■ **Text section**
⟨

Of course, as former House speaker Tip O’Neill once famously said, “All politics is local,” and the outcome of the battle for the Fifth District is likely to hinge on the area’s unique electoral dynamics. The district, which stretches from north of Albemarle County all way to the state’s border with North Carolina and reaches Martinsville in the southwest and Brunswick County in the southeast, is typically deep red except for the liberal enclave that is the City of Charlottesville. Prior to Perriello’s election in 2008, the district was represented by one of the most conservative members of Congress, Virgil Goode, who consistently defeated his Democratic opponents by margins of 20 percent or more. Even with the massive influx of Democratic voters in Charlottesville — and, in particular, at the University — who were turned out by the Obama presidential campaign, Perriello only managed to defeat Goode by 727 votes, leaving Republicans hungry to retake the seat in the next election.

That hunger has only grown more intense over the past year as Perriello has infuriated conservatives by voting for Democratic initiatives such as the stimulus bill, cap and trade, and health care reform. The anger has recently begun to boil over, with conservative activists in Danville threatening to burn Perriello in effigy at an anti-health reform rally. The race is also garnering national attention from organizations such as the U.S. Chamber of Commerce, which has already spent nearly $100,000 on television ads attacking Perriello. The result is that Perriello will likely face a fight for his political life against a Republican candidate drawing support from the party’s national establishment as well as from disaffected conservative constituents who will be as passionate about voting Perriello out of office as liberals were about voting him in.

If the Democratic Party wishes to follow through on its bold vision of social change and governmental reform, however, it is imperative that Perriello be reelected in 2010. The Fifth District represents the type of area that Democrats need to control if they hope to build a strong coalition of electoral support, and Perriello represents the type of principled candidate that the party needs to succeed there. Perriello was the only freshman Democrat from a congressional district that favored John McCain to vote for the health care reform bill, proving that while he retains certain conservative instincts, he will not be an impediment to progress on important policy initiatives. A Perriello loss in 2010 would have a severe chilling effect on other Democrats who might be willing to take similar stands in defiance of the right-wing element of their constituency.

Recognizing that the Democratic Party needs to reelect Perriello is much easier than actually accomplishing that feat, however. After all, only three years ago Goode won the Fifth District by over 40,000 votes and the makeup of the district has changed little since then. The only hope for Democrats, therefore, is to incite the same excitement among Charlottesville liberals and young voters at the University that propelled Perriello and Obama to victory in 2008. The party cannot make the same mistake it did during the gubernatorial election by focusing on low-density areas, which are generally conservative, in the hopes of nabbing a few voters here and there. Instead, the party should pour its resources into turning out each and every liberal voter at the University and in the Charlottesville area. The success or failure of this strategy will determine whether the modern Democratic surge has been merely a transient electoral phenomenon or whether it represents a long-term shift that will guarantee support for the party’s progressive proposals from traditionally conservative congressional districts such as Virginia’s Fifth.

Matt Cameron is a first-year in the College.

⟩

■ **Supplied records**
⟨

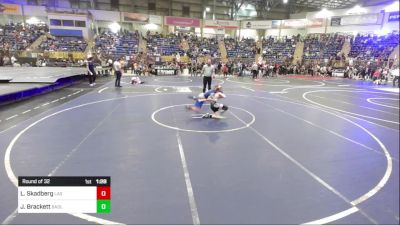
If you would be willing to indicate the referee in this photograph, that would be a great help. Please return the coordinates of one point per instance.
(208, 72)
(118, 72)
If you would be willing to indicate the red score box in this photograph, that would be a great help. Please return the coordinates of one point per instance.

⟩
⟨

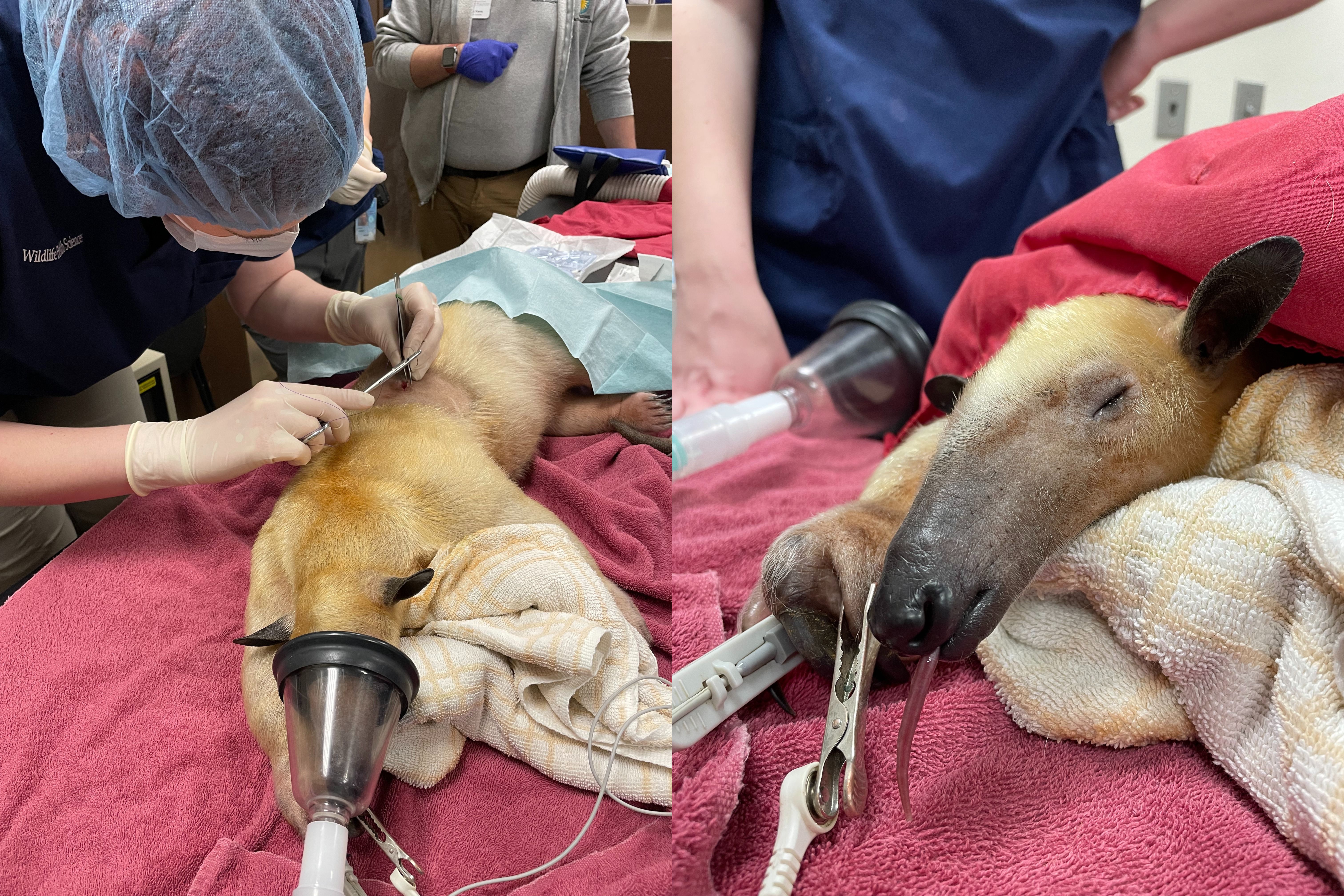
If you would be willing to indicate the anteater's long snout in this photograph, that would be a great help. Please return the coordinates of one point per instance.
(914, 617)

⟩
⟨

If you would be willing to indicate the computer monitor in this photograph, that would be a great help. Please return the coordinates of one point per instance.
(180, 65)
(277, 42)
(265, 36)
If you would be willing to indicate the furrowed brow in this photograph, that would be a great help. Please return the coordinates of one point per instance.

⟩

■ **Your task**
Rewrite the opinion piece between "If the Democratic" and "of their constituency.", inclusive, substituting "Senator McCain" for "John McCain". Rely only on the opinion piece when you answer.

■ **Exercise output**
If the Democratic Party wishes to follow through on its bold vision of social change and governmental reform, however, it is imperative that Perriello be reelected in 2010. The Fifth District represents the type of area that Democrats need to control if they hope to build a strong coalition of electoral support, and Perriello represents the type of principled candidate that the party needs to succeed there. Perriello was the only freshman Democrat from a congressional district that favored Senator McCain to vote for the health care reform bill, proving that while he retains certain conservative instincts, he will not be an impediment to progress on important policy initiatives. A Perriello loss in 2010 would have a severe chilling effect on other Democrats who might be willing to take similar stands in defiance of the right-wing element of their constituency.